Exercise description> Please read the profile of Alison below: which DOE office sponsors the HydroPASSAGE project?

Document passage>
********************
She is the only representative from a national laboratory on the 11-member foundation body. Other advisory board members represent regulatory agencies, utilities, hydropower facilities, and private investment firms.
Alison stewards PNNL’s Waterpower System Science and Engineering capability and has more than a decade of experience researching the effects of hydropower on fish. Her PNNL work started with evaluating the effects of turbine and dam passage in lab and field studies for the U.S. Army Corps of Engineers. Alison is leveraging her experience to currently lead HydroPASSAGE, a project sponsored by the U.S. Department of Energy’s (DOE’s) Water Power Technologies Office, which focuses on improving downstream fish passage through turbines and hydropower structures.
In the last five years, Alison has expanded her research to a broad array of hydropower projects. She is currently working with a diverse group of stakeholders from the hydropower community to reimagine the Hydropower Vision Roadmap, a set of detailed activities recommended to advance sustainable conventional and pumped storage hydropower in the United States. She also plays a key role in a DOE initiative called HydroWIRES—Hydropower and Water Innovation for a Resilient Electricity System, which is designed to clarify hydropower’s role in the evolving electric grid.
As a Science & Technology Liaison to PNNL’s Office of STEM Education, Alison leads the PNNL Teacher-Scientist Partnership program to provide tools for teachers to develop the future science, technology, engineering, and mathematics (STEM) workforce and serves as a STEM Ambassador. Alison recently collaborated with the Benton Conservation District to execute a virtual Salmon Summit—the culminating event for the Salmon in the Classroom curriculum. This year’s in-person event was cancelled because of COVID-19; however, 40 classrooms tuned in via Zoom to watch Alison and a team of PNNL researchers tag and release 500 juvenile salmon into the Columbia River.
********************
Extracted records>
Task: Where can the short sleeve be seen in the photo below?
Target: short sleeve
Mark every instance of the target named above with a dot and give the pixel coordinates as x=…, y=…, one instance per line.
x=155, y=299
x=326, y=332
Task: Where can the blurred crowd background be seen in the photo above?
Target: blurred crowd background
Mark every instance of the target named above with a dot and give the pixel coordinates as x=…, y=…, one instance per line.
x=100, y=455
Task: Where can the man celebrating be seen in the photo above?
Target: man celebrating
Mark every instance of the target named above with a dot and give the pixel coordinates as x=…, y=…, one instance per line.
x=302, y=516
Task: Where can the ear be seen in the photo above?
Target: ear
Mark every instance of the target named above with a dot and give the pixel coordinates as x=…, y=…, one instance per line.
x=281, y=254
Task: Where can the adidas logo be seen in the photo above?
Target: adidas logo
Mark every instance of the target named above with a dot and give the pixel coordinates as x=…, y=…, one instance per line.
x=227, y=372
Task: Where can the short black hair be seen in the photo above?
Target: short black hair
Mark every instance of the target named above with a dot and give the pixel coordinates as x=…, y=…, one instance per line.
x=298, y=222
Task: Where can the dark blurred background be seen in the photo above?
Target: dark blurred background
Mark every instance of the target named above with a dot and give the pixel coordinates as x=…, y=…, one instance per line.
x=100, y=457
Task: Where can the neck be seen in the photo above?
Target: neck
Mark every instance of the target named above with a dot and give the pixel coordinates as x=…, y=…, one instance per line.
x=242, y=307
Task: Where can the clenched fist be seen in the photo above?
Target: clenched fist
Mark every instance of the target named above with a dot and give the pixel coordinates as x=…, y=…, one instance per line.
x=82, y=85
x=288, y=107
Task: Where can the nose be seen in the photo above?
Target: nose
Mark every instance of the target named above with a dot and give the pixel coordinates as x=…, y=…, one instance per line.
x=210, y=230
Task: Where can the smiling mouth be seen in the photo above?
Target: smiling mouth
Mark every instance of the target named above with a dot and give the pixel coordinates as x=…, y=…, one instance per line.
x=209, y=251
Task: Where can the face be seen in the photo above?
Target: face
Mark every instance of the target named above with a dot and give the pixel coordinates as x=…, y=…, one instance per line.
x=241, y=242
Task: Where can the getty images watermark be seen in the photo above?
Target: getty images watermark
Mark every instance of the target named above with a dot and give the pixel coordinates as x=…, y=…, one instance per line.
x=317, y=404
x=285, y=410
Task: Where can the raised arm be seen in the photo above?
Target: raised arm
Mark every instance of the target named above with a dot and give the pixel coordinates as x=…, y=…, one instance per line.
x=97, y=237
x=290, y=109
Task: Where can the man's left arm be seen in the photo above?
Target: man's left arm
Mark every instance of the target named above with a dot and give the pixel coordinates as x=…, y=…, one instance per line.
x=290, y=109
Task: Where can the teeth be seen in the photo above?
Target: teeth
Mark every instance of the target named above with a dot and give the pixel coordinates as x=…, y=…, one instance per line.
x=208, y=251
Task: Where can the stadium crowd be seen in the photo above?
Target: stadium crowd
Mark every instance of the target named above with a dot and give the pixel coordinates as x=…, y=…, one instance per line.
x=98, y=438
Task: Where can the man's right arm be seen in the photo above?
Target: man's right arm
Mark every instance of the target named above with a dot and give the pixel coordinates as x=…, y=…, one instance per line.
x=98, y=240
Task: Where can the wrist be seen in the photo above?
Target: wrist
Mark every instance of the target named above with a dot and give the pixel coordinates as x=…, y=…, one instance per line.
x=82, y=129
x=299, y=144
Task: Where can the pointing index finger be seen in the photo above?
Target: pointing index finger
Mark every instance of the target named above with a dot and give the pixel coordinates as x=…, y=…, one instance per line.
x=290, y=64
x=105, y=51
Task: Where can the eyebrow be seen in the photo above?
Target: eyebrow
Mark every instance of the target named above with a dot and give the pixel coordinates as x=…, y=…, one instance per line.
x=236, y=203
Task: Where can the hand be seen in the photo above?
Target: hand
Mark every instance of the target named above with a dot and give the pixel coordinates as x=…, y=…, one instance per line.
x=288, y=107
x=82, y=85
********************
Problem solution> The U.S. Department of Energy's Water Power Technologies Office.